What the task asks
Print every entry, word for word, and skip the images.
Segment Start: Extracted information
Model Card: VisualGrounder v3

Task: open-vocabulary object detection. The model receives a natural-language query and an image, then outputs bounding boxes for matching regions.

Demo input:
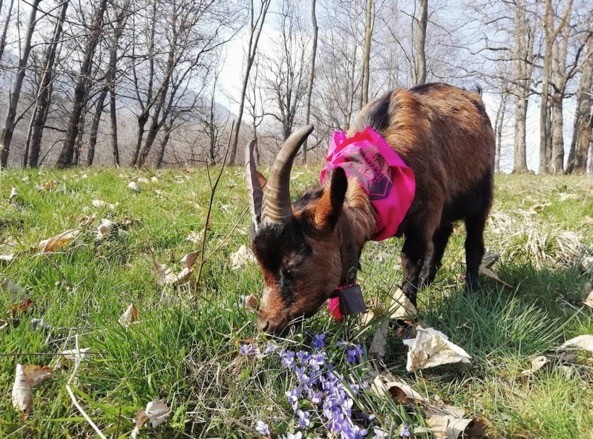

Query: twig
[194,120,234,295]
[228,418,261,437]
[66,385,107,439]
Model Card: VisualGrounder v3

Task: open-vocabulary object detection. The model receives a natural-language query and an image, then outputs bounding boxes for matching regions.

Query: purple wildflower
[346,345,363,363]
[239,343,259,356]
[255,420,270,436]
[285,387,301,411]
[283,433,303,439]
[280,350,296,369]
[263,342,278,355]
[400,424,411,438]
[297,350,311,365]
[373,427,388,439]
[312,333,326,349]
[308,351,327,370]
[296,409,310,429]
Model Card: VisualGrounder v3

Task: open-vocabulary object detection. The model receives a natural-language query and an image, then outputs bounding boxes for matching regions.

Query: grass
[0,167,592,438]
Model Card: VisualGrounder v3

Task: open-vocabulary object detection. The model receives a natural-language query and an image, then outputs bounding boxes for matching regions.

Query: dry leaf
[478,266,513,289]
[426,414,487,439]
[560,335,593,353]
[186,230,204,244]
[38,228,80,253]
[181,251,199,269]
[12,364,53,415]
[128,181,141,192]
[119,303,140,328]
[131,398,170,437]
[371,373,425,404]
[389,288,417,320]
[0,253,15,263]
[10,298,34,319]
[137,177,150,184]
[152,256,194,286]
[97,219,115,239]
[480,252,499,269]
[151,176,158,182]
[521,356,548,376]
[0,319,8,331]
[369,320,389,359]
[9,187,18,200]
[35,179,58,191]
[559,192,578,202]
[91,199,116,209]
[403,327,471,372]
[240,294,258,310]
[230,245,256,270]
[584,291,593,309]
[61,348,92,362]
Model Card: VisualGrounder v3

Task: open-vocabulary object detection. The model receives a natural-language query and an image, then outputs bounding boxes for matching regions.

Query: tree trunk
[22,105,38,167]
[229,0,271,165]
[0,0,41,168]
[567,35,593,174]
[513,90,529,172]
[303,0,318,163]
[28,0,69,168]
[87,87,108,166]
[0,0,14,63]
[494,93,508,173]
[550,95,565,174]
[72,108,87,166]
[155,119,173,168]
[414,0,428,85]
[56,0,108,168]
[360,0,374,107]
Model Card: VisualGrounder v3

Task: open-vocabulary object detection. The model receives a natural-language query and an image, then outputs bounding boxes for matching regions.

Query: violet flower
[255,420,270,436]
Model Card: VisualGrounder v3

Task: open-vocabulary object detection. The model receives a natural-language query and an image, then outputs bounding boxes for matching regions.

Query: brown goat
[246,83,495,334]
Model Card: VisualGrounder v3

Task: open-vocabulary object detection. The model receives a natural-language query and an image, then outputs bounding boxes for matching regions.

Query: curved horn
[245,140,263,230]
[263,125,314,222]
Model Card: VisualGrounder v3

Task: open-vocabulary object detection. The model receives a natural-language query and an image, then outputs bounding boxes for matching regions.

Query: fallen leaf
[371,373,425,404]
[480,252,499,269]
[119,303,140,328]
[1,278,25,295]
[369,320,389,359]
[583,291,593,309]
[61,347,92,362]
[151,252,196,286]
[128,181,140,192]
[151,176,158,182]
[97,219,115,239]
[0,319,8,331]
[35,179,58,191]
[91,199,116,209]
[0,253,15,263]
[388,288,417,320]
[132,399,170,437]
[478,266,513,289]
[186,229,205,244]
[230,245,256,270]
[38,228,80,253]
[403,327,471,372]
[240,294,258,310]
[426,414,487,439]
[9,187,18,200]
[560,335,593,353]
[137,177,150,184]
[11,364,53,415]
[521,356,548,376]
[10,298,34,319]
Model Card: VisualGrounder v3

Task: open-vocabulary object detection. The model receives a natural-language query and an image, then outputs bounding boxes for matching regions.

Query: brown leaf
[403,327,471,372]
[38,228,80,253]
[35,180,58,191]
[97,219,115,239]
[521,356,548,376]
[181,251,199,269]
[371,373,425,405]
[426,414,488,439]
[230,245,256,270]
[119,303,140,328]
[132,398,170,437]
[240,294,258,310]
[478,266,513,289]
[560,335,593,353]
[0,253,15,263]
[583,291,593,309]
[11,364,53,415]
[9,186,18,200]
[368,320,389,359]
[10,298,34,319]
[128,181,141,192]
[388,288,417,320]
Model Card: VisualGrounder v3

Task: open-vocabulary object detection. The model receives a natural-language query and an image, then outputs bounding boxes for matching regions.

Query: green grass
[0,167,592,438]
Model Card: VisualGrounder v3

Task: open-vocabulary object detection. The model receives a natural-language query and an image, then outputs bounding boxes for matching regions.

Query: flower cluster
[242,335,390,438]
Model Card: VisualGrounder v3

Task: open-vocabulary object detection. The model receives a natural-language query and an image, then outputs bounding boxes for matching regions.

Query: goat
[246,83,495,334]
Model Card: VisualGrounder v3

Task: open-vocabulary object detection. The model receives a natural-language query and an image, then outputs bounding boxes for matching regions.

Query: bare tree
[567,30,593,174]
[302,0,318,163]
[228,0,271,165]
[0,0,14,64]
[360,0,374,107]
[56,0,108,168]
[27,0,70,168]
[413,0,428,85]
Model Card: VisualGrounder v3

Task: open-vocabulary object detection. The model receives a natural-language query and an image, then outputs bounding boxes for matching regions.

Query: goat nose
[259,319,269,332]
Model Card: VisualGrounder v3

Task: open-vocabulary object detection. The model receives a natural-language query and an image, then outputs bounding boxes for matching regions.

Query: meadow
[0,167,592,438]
Segment End: Extracted information
Exercise solution
Model Card: VisualGrounder v3

Task: open-vocabulary object detection. The model receives a natural-language query and an image, then outputs bounding boxes for matching regions.

Demo input:

Query: twig
[194,120,234,295]
[228,418,261,437]
[66,385,107,439]
Model Card: VisualGrounder v3

Task: open-vocabulary object detection. The model receives a natural-language query and an image, then outputs bounding boxes for matching regions.

Query: purple wildflower
[346,345,363,363]
[239,343,259,356]
[255,420,270,436]
[285,387,301,411]
[283,433,303,439]
[280,350,296,369]
[263,342,278,355]
[400,424,411,438]
[297,350,311,365]
[373,427,388,439]
[312,333,326,349]
[308,351,327,370]
[296,409,310,429]
Model Card: VisualGrounder v3

Task: open-vocabulary object detection. The model receives a natural-language query and an image, then outputs bounding boxes for matching regions.

Query: grass
[0,167,592,438]
Model Card: VisualGrounder v3

Task: open-vocabulary object detection. The model receives a natural-language query and an image, then outputs bounding boxes for matching regions.

Query: dry leaf
[478,266,513,289]
[426,414,487,439]
[560,335,593,353]
[186,230,204,244]
[38,228,80,253]
[181,251,199,269]
[12,364,53,415]
[128,181,141,192]
[119,303,140,328]
[131,398,170,437]
[371,373,425,404]
[389,288,417,320]
[0,253,15,263]
[10,298,34,319]
[137,177,150,184]
[152,256,194,286]
[97,219,115,239]
[480,252,499,269]
[151,176,158,182]
[521,356,548,376]
[0,319,8,331]
[369,320,389,359]
[9,187,18,200]
[35,179,58,191]
[559,192,578,202]
[91,199,116,209]
[403,327,471,372]
[240,294,258,310]
[230,245,256,270]
[584,291,593,309]
[61,348,92,362]
Model Card: VisualGrounder v3

Task: open-vocabulary object detection. The model receives a natural-language query and an image, then outputs bounding boxes for matching regions.

Query: tree trunk
[22,105,38,167]
[229,0,271,165]
[0,0,41,168]
[567,35,593,174]
[513,90,529,172]
[303,0,318,163]
[28,0,69,168]
[87,87,108,166]
[0,0,14,63]
[494,93,508,173]
[550,95,565,174]
[72,108,87,166]
[155,119,173,168]
[414,0,428,85]
[56,0,108,168]
[360,0,374,107]
Model Card: VisualGrounder v3

Task: open-vocabulary object detection. The model receives a natural-language query and an image, then outputs bounding boxes for matching regions.

Query: violet flower
[255,420,270,436]
Model Card: VisualGrounder v3

Task: open-vocabulary object detection. The model receives a natural-language query and an image, then outputs bounding boxes for matching regions.

Query: brown goat
[246,83,495,334]
Model Card: VisualGrounder v3

Task: open-vocabulary object detection. The model receives a natural-language query and an image, then outputs bounding boxes for matching regions.

Query: curved horn
[245,140,263,230]
[263,125,314,222]
Model Card: VisualGrounder v3

Task: open-vocabulary object detection. The model receives a natural-language query and an image, then outputs bounding boxes for matching regions.

Query: fallen leaf
[371,373,425,404]
[480,252,499,269]
[119,303,140,328]
[1,278,25,295]
[369,320,389,359]
[583,291,593,309]
[61,347,92,362]
[151,252,196,286]
[128,181,140,192]
[151,176,158,182]
[97,219,115,239]
[0,319,8,331]
[35,179,58,191]
[91,199,116,209]
[0,253,15,263]
[388,288,417,320]
[132,399,170,437]
[478,266,513,289]
[186,229,205,244]
[230,245,256,270]
[38,228,80,253]
[403,327,471,372]
[240,294,258,310]
[426,414,487,439]
[9,187,18,200]
[560,335,593,353]
[137,177,150,184]
[11,364,53,415]
[521,356,548,376]
[10,298,34,319]
Model Card: VisualGrounder v3

Task: open-vocabulary object detection. The model receives a natural-language query and an image, then outputs bounding boxes for matching regions.

Query: brown leaf
[403,327,471,372]
[38,228,80,253]
[35,180,58,191]
[97,219,115,239]
[521,356,548,376]
[181,251,199,269]
[371,373,425,405]
[426,414,488,439]
[230,245,256,270]
[119,303,140,328]
[132,398,170,437]
[240,294,258,310]
[478,266,513,289]
[560,335,593,353]
[0,253,15,263]
[583,291,593,309]
[11,364,53,415]
[9,186,18,200]
[368,320,389,359]
[10,298,34,319]
[128,181,141,192]
[388,288,417,320]
Model Card: VisualGrounder v3

Task: open-vocabulary object detection. The model receives a natural-language query and an image, then outputs bounding boxes for matching regions.

Query: green grass
[0,167,592,438]
Model Card: VisualGrounder v3

Task: open-vocabulary object detection. The model receives a natural-language query and an image, then outputs bounding boxes for matching regions.

Query: flower cluster
[242,335,390,438]
Model Card: VisualGrounder v3

Task: open-vocabulary object detection. The model receives a natural-language query and an image, then outputs bounding boxes for matching regions.

Query: goat
[246,83,495,334]
Model Card: VisualGrounder v3

Task: open-vocabulary object detection. The model receives a natural-language query and an image, then outputs bounding boxes for matching regions.

Query: bare tree
[567,30,593,174]
[302,0,318,163]
[228,0,271,165]
[0,0,14,64]
[360,0,374,107]
[56,0,108,168]
[27,0,70,168]
[413,0,428,85]
Model Card: VisualGrounder v3

Task: open-vocabulary object detection. The model receives a natural-language query and an image, then outputs bounding boxes for matching regions.

Query: goat nose
[259,319,269,332]
Model Card: VisualGrounder v3

Task: open-vocabulary object detection. The model receives a natural-language query and an image, then outputs bounding boxes for matching regions.

Query: meadow
[0,167,592,438]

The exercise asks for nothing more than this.